O juiz responsável pela prisão diz que "acordo de paz" pôs fim à violência. Lá dentro, as facções fornecem alimentos e itens de higiene aos detentos

Por Felipe Frazão Atualizado em 3 abr 2017, 18h37 - Publicado em 8 fev 2017, 19h42

Na maior penitenciária do país, a superlotação é o menor dos problemas. Encravado no coração da capital gaúcha, a oito quilômetros da sede do governo estadual, o Presídio Central de Porto Alegre, recentemente rebatizado de Cadeia Pública, abriga mais de 4.600 detentos em um espaço onde não deveria haver mais de 1.900. As celas ficam permanentemente abertas. Não há chaves. Nem grades. Os presos circulam livremente pela galerias e, noite e dia, ditam as regras. O descontrole das autoridades é tamanho que o próprio juiz encarregado de fiscalizar o presídio, Sidiney José Brzuska, admite: quem manda por lá são as facções criminosas.

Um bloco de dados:
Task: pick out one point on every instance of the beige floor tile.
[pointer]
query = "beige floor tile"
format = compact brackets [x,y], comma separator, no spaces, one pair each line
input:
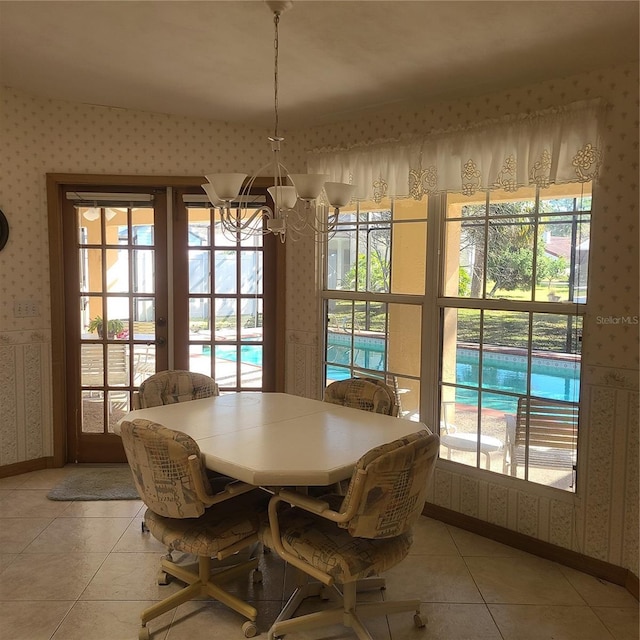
[134,540]
[6,559]
[45,478]
[272,569]
[533,622]
[30,503]
[431,579]
[110,621]
[214,621]
[73,535]
[447,622]
[53,576]
[128,576]
[377,626]
[622,622]
[17,533]
[103,509]
[597,592]
[471,544]
[521,580]
[431,537]
[12,482]
[31,620]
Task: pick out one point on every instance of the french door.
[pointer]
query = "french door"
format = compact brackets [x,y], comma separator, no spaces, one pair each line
[150,283]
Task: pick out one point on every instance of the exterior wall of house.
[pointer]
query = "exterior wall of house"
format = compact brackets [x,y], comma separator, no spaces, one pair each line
[40,136]
[601,519]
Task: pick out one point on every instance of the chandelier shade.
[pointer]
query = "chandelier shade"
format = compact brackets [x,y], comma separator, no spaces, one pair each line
[300,200]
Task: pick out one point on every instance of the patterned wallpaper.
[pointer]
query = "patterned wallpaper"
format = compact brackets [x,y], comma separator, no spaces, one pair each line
[602,519]
[40,136]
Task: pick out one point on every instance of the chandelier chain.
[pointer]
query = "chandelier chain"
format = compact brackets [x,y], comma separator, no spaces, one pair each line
[276,21]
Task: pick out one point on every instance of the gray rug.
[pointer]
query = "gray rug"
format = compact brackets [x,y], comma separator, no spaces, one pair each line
[108,483]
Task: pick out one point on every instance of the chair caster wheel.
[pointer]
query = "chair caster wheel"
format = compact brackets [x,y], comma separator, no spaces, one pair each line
[144,634]
[249,629]
[163,578]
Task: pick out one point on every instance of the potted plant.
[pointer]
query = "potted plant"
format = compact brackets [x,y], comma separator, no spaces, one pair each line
[113,327]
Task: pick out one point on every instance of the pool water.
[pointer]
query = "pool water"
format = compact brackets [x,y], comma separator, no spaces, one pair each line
[502,374]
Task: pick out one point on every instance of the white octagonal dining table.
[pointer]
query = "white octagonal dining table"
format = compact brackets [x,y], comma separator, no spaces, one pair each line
[278,439]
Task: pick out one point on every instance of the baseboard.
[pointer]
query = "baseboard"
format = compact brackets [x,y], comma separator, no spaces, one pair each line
[598,568]
[17,468]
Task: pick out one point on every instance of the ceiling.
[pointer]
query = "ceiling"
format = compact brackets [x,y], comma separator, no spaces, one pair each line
[214,59]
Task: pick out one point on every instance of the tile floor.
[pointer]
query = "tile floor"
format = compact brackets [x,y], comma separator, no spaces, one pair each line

- [TAREFA PROPOSTA]
Dê continuidade à reportagem sobre o Presídio Central de Porto Alegre, partindo da última frase apresentada.

- [RESPOSTA À TAREFA]
Até mesmo itens básicos, como produtos de limpeza e as roupas usadas pelos detentos, são fornecidos pelos criminosos que comandam as três maiores facções em atuação no estado. Diz o magistrado: “O Estado é dependente das facções, são elas que asseguram a integridade da pessoa presa. Dentro de uma galeria tem 500 presos e nenhum policial, e quem garante que você não vai morrer ali dentro é quem controla o lugar. Portanto, a vida está na mão da facção, não do Estado. Se o Estado quer reassumir o controle do presídio, a primeira coisa é garantir a integridade física do preso”.

O juiz afirma que atualmente o governo estadual, responsável pela unidade, fornece apenas energia elétrica, água e alimentação básica para os presos. Todo o resto quem providencia são as facções criminosas, o que, observa o magistrado, só faz aumentar o poderio dos criminosos dentro do presídio. “A facção se torna credora do sujeito em cima de comida, remédio, material de higiene, roupa, calçado. Quem fornece é a facção ou a família. O Estado não dá”, afirma.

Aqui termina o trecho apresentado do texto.